Selected extract —
▼

# DFW Aquatic Plant Club Meeting 1 P.M. May 26, 2018



## bsboust (Nov 26, 2014)

DFW Aquatic Plant Club Meeting 1 P.M. May 26, 2018

A DFW Aquatic Plant Club meeting will be held on Saturday May 26th from 1-3 P.M. at the home of member Amanda Eldridge in Fort Worth. Amanda has noted that there are cats in residence in case anyone has an allergic reaction. No topic has been set for the meeting and suggestions are encouraged. 

Drawings for door prizes and the plant swap will be held at the end of the meeting and both are limited to DFW-APC members. Please bring drinks or a snack to share and be sure to sign in when you arrive as the numbered signature sheet will be used to award door prizes. 

Note: A Dennerle Scaper's Tank 10 Gallon Aquarium Kit with LED Light Fixture will be raffled at the meeting with raffle tickets selling for $5 each. The tank is complete with a glass top, an LED light, and internal filter.

DFW-APC members will receive an email with meeting details. For others wishing to attend please PM secretary Brad Boustead (bsboust) or treasurer Mike Herod (Crownman) for more details.

Brad Boustead (bsboust) 
Secretary: DFW Aquatic Plant Club


----------



## jercarr2018 (Jan 17, 2018)

fertilization or lighting would be interesting topics. Will the address be included in the email or will it be given out closer to meeting time.


----------



## bsboust (Nov 26, 2014)

The address will be in the email, we don't post members addresses publicly.

Brad Boustead


----------



## fishyjoe24 (May 18, 2010)

crowman sent out the address a few days ago.


----------



## PatrickDominick (Mar 29, 2005)

I'll be coming for the first time this Saturday. I heard there would be discussion about what people are bringing to trade but haven't seen anything. I don't have many plants to bring quite yet, but I can bring some starburst endlers and cherry shrimp if anyone is interested.


----------



## jercarr2018 (Jan 17, 2018)

Patrick has very nice shrimp and endlers. I have some of both from him.


----------



## stmarshall (Jan 24, 2012)

I would love some of your starburst endlers. I have more black guppies if anybody is interested.


----------



## bobalston9 (Aug 13, 2017)

crownman - would you please resend me the address for the meeting

Bobalston9 AT yahoo D O T com


----------



## mscotty12321 (Jan 31, 2015)

I don't have any spare plants, so I am bringing 18 cherry shrimp, 12 carbon rili shrimp, and 8 blueish shrimp. All Neocaridina variations. Counts estimated. Bagged by color. 

I can put them on the plant table or they can be part of the door prize drawings.

▲

Goal 1 — According to the meeting announcement, what is the price of each raffle ticket?

Material for the task —
▼

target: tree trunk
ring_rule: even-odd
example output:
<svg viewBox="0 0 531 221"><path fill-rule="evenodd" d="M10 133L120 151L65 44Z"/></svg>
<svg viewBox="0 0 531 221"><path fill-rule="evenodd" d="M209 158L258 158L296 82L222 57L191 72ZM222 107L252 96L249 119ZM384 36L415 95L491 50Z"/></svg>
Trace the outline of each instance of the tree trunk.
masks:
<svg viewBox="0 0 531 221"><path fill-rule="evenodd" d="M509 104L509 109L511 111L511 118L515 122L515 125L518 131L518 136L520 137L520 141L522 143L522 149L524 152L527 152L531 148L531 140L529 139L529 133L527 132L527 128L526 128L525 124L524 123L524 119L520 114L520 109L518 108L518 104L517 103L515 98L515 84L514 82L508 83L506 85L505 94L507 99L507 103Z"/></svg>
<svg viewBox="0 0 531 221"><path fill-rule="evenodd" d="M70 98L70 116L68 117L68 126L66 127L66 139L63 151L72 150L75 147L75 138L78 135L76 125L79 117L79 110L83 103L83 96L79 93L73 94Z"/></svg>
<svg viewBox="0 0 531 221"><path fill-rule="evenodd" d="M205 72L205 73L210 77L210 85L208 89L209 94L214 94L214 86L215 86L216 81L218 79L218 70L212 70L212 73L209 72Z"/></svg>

▲

Goal 2 — Reproduce the stretch of the records from their start through the line containing "104L509 109L511 111L511", with "tree trunk" replaced by "tree stump" and nothing else changed.

Exercise result 1 — $5 each.

Exercise result 2 —
target: tree stump
ring_rule: even-odd
example output:
<svg viewBox="0 0 531 221"><path fill-rule="evenodd" d="M10 133L120 151L65 44Z"/></svg>
<svg viewBox="0 0 531 221"><path fill-rule="evenodd" d="M209 158L258 158L296 82L222 57L191 72ZM222 107L252 96L249 119ZM384 36L415 95L491 50Z"/></svg>
Trace the outline of each instance of the tree stump.
masks:
<svg viewBox="0 0 531 221"><path fill-rule="evenodd" d="M509 104L509 109L511 111L511 118L515 122L515 125L518 131L518 136L520 137L520 141L522 143L522 149L524 152L527 152L531 148L531 140L529 139L529 133L527 132L527 128L526 128L525 124L524 123L524 119L520 114L520 109L518 108L518 104L517 103L515 98L515 84L514 82L508 83L506 85L505 94L507 99L507 103Z"/></svg>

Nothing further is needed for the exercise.